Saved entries
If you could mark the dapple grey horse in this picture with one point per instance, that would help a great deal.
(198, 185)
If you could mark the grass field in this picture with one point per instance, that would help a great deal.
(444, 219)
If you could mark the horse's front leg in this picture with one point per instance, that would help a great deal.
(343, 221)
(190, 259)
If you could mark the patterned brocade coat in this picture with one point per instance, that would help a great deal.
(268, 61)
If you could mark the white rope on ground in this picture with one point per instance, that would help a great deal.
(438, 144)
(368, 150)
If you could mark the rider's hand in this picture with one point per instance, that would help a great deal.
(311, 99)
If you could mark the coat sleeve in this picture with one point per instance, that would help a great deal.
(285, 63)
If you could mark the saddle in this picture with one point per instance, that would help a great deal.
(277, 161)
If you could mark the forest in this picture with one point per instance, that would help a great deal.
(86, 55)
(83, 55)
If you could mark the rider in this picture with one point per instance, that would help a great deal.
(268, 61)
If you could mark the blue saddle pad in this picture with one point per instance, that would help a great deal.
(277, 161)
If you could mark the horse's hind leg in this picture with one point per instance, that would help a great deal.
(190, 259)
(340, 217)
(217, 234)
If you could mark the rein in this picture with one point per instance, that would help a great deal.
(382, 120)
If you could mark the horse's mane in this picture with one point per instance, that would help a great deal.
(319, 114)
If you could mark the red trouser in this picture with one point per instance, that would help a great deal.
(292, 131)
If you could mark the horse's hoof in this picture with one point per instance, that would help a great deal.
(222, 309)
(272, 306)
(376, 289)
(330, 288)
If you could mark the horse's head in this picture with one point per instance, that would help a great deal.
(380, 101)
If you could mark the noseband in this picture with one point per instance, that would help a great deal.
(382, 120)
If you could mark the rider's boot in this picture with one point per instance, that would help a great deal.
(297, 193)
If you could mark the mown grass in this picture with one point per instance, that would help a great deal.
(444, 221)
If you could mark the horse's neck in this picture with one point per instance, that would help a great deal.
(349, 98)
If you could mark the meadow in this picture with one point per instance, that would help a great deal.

**Problem to solve**
The lines above are to be retyped exactly, with none omitted.

**Your response**
If you could mark the dapple grey horse in this picture with one point per instance, that would help a great deal.
(198, 185)
If you could mark the grass field in this picture with one point per instance, that would help a great deal.
(444, 219)
If you could mark the horse's front leg in this picture with one point per instance, that would help a great deal.
(343, 221)
(190, 259)
If you could mark the patterned brocade coat in this picture with one point per instance, that would help a great deal.
(268, 61)
If you could mark the white rope on ground in this picture with one point per instance, that would help a great deal.
(438, 144)
(368, 150)
If you could mark the rider's hand in this picture with one point per instance, that would help a great deal.
(311, 99)
If you could mark the coat sleeve in this picture with one point per instance, that would help a great deal.
(285, 63)
If you could mark the saddle in this picture with one point per instance, that would help a great deal.
(277, 161)
If you could mark the forest in this picture with one point per instance, that would help a great deal.
(86, 55)
(83, 55)
If you could mark the rider in this picture with one point per instance, that would help a great deal.
(268, 61)
If you could mark the blue saddle pad in this picture with one point per instance, that would help a great deal.
(277, 161)
If you could mark the horse's hind leg in this picture with one point per instance, that would help a great deal.
(190, 259)
(340, 217)
(217, 234)
If you could mark the rein in this picture with one point per instance, that would help a great deal.
(382, 120)
If you could mark the horse's mane in this picture with one point per instance, that would help a great deal.
(319, 114)
If you could mark the red trouser in this picture with one point per instance, that would help a great deal.
(292, 131)
If you could mark the horse's hoof in this picture with one point per instance, that would help a great deal.
(222, 309)
(272, 306)
(376, 289)
(330, 288)
If you could mark the horse's head in this picture with one point per instance, that would help a great deal.
(380, 101)
If you could mark the noseband in this picture with one point per instance, that would help a great deal.
(382, 120)
If you could mark the rider's boot in this picture with one point per instance, that would help a great deal.
(297, 193)
If you could mark the mown grass in this picture with one point per instance, that would help a great deal.
(444, 221)
If you could mark the horse's neck in this picture with one point per instance, that would help a great deal.
(349, 98)
If you could mark the meadow in this picture with one point per instance, that would help a great deal.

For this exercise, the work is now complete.